[Location identification entries]
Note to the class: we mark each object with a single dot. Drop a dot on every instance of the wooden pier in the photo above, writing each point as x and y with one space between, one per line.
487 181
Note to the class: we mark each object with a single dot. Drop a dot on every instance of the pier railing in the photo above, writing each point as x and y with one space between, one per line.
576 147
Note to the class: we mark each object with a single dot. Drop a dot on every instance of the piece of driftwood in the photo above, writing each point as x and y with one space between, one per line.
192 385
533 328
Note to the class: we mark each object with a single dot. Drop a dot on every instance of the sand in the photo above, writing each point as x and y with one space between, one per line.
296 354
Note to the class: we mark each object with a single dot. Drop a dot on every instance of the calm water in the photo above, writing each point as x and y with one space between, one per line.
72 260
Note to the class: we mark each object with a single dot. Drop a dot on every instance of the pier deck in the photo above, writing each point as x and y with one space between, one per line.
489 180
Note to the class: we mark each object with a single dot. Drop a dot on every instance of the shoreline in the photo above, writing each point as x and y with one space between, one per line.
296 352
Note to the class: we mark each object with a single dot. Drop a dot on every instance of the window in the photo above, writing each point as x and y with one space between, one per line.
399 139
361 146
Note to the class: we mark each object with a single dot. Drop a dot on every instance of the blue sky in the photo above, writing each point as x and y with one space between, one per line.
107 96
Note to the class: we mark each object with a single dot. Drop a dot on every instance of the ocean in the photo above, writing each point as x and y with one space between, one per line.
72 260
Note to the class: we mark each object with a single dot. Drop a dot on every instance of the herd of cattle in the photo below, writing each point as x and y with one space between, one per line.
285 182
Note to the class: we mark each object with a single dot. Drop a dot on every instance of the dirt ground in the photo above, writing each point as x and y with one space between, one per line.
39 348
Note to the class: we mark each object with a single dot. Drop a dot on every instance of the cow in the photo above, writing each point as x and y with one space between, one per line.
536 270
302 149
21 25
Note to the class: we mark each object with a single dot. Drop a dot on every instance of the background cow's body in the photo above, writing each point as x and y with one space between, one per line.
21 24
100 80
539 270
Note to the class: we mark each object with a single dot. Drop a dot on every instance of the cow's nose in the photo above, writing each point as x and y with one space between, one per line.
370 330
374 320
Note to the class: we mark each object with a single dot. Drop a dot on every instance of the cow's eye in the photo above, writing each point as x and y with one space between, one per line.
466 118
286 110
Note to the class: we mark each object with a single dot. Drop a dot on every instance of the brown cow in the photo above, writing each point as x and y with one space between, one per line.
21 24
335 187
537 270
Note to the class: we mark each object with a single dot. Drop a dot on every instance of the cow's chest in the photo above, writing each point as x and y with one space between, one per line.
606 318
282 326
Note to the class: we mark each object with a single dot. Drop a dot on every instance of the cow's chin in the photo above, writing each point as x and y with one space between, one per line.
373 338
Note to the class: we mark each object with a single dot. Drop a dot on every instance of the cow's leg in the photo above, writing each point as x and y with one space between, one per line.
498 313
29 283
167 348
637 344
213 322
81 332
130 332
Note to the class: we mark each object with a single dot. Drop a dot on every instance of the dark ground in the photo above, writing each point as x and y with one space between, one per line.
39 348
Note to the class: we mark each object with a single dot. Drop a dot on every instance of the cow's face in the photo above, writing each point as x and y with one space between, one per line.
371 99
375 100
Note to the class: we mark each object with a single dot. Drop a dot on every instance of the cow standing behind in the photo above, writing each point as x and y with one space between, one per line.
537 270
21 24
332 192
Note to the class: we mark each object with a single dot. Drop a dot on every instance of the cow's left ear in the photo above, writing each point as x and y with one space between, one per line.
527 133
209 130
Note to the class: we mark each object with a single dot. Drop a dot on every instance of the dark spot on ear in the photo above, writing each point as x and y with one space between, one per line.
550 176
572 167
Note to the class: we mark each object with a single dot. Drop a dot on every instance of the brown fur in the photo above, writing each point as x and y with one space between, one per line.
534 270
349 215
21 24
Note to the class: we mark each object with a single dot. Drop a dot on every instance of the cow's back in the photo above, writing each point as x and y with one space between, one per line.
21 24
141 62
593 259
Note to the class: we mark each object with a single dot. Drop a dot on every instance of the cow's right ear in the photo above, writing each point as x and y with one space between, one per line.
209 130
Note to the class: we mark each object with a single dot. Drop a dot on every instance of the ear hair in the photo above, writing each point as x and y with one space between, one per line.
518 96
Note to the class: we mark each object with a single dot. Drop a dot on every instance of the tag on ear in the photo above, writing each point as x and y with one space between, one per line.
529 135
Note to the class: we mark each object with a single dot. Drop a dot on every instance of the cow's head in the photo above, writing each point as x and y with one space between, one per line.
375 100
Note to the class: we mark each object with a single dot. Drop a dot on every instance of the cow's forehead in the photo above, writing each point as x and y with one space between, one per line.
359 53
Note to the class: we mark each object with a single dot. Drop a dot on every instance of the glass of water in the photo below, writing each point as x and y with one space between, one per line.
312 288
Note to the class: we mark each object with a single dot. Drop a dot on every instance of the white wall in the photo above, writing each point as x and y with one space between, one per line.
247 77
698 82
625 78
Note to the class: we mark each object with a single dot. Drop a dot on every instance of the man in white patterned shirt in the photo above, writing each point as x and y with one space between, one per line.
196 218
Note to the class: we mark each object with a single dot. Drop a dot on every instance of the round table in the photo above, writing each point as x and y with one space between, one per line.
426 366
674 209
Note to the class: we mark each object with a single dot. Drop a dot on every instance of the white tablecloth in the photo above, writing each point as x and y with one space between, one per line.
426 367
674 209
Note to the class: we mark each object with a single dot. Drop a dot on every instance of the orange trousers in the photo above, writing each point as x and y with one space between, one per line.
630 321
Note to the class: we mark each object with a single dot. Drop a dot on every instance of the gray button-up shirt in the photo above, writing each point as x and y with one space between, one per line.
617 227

Your instructions
The records above should be restated word for word, please.

The reply
Note to the class: we mark each object with a single dot. Drop a dot on every instance of the wooden pier in the photo above, writing each point as x and y with one space between, one per line.
487 181
Note to the class: we mark each object with a single dot. Drop a dot on every instance of the pier railing in the photo above, writing each point as x and y with one space between, one per line.
576 147
Note to the class: we mark each object with a single dot. Drop a dot on every instance of the piece of driftwood in the photo above, writing each point as x and y with one space between, one per line.
192 385
533 328
Note to the class: we mark each object with a single dot. Drop a dot on every instance of the sand in the photo above, writing each point as x and y with one space between, one per line.
296 354
Note to the class: we mark each object with a single dot. Drop a dot on every instance of the calm water in the photo above, writing each point as x and y with one space between, one per line.
72 260
Note to the class: we mark each object with a single dot. Drop a dot on every instance of the pier deck in the photo above, writing each point as x and y with one space between, one per line.
489 180
Note to the class: we mark each object with a single dot. Drop a dot on every instance of the shoreline in the photo above, writing each point as x and y with one space between, one per line.
296 352
Note to the class: we mark each object with a single dot. Drop a dot on every instance of the window in the photo above, writing each point as x and y with one space between, one per line.
399 139
361 146
Note to the class: we mark each object with a single dot. Drop a dot on every instance of the blue sky in the photo above, writing each point as x and y with one space between, one per line.
107 96
Note to the class: we mark each object with a single dot. Drop a dot on every instance of the ocean in the photo above, writing each point as x and y with one space between, one per line.
72 260
Note to the class: we mark each object with a single dot. Drop a dot on every instance of the herd of cattle in the photo below, writing each point as x and y with one space between, one per line.
285 182
Note to the class: we mark each object with a single dot. Drop a dot on every instance of the dirt ground in the photo above, writing each point as x and y with one space between, one per line.
39 348
Note to the class: we mark each object with a single dot. Drop a dot on every instance of the cow in the photo above, writing each point as x and y with one space between, one per line.
536 270
302 149
21 25
Note to the class: we mark each object with a single dot. Drop a dot on every instance of the background cow's body in the photo above, writing each point as x and y with one space between, one per line.
21 24
100 80
539 270
Note to the class: we mark each object with a single dot. Drop a dot on every instance of the cow's nose in the photo above, writing each point as x and y with one space between, one per line.
370 330
374 320
Note to the class: we mark each object with a single dot. Drop a dot on every instance of the cow's eye in the photo above, writing each point as x and y with one space between, one per line.
466 118
286 110
Note to the class: we mark each object with a single dot. Drop a dot on every instance of the brown cow in the photo above, writing each point as x and y with one space between, one per line.
21 24
335 187
537 270
Note to the class: we mark each object with a single dot. Drop a dot on every instance of the cow's chest in the photo above, writing each point as x and y with one space between, one per line.
606 318
282 326
Note to the class: we mark each object with a single dot. Drop a dot on every instance of the cow's chin in the photo above, writing each point as x and y with one space between, one per line.
373 338
Note to the class: we mark each object with a single dot. Drop a dot on every instance of the cow's leg in the photo above, writing each point as x and y with one space between, one per line.
498 313
29 283
167 348
637 344
213 322
81 332
130 332
Note to the class: we mark each object with a single dot. Drop a dot on every instance of the dark ground in the photo above, writing each point as x and y with one space between, one per line.
39 348
Note to the class: we mark each object with a single dot. Drop a dot on every instance of the cow's face in the photo above, writing each point as x and y with one space between, one per line.
371 99
375 100
Note to the class: we mark each object with a single dot. Drop a dot on every instance of the cow standing behind in the photo above, writing each point as x and y with one space between, one per line.
537 270
21 24
332 192
Note to the class: we mark each object with a single dot. Drop a dot on every instance of the cow's left ear in the photo above, writing each point as x and y with one space between, one per line.
527 133
209 130
Note to the class: we mark each object with a single dot. Drop a dot on every instance of the dark spot on ear in the photo above, writing each point as x and y with one space between, one per line.
550 176
572 167
Note to the class: we mark each object with a single dot. Drop a dot on every instance of the brown fur in the photo above, writing each point as x and y with one space between, one per line.
534 270
349 215
21 24
Note to the class: we mark each object with a single dot. Drop a dot on every instance of the cow's back in the photo above, writing each point as x and y with one space between, one per line.
21 24
141 62
593 259
Note to the class: we mark each object with a single dot. Drop a dot on every instance of the cow's right ear in the photo above, writing each point as x and y with one space between, one per line.
209 130
Note to the class: we mark each object with a single dot. Drop a dot on every instance of the ear hair in the photo above, writing each point as x and y with one space between, one per line.
518 96
Note to the class: we mark each object with a single dot. Drop a dot on every instance of the tag on ear in the photo above, writing each point as x and y with one space between, one per line.
529 135
Note to the class: we mark each object with a single dot. Drop a dot on every instance of the cow's head in the photo above, writing each point as x and y with one space between, one per line.
375 100
Note to the class: we mark each object with a single dot. Drop a dot on every instance of the cow's forehead in the photo above, writing each point as x and y with one space between, one per line.
359 53
Note to the class: we mark each object with a single dot. Drop a dot on every instance of the glass of water in the photo below, writing each point as x and y with one space between, one per line.
312 288
Note to the class: we mark each object with a single dot. Drop a dot on every instance of the white wall in the photo above, writing each point as x and y with one space between, one per line.
247 77
698 82
625 78
Note to the class: we mark each object with a single dot. Drop a dot on every instance of the man in white patterned shirt in the photo above, writing each point as x and y with one space between, one per line.
196 218
Note to the class: we mark each object with a single dot. Drop a dot on every instance of the round table in the photo above, writing each point as x and y with one space between, one per line.
426 366
674 209
Note to the class: we mark each object with a single dot. Drop a dot on every instance of the white tablecloth in the photo above, writing each point as x and y with one space between, one per line.
426 367
674 209
Note to the class: we mark each object with a single dot. Drop a dot on every instance of the orange trousers in the photo above, writing each point as x and y with one space between, one per line.
630 321
Note to the class: we mark each object with a single dot. Drop a dot on every instance of the gray button-up shirt in the photo above, writing each point as x and y with one space between, one per line.
617 227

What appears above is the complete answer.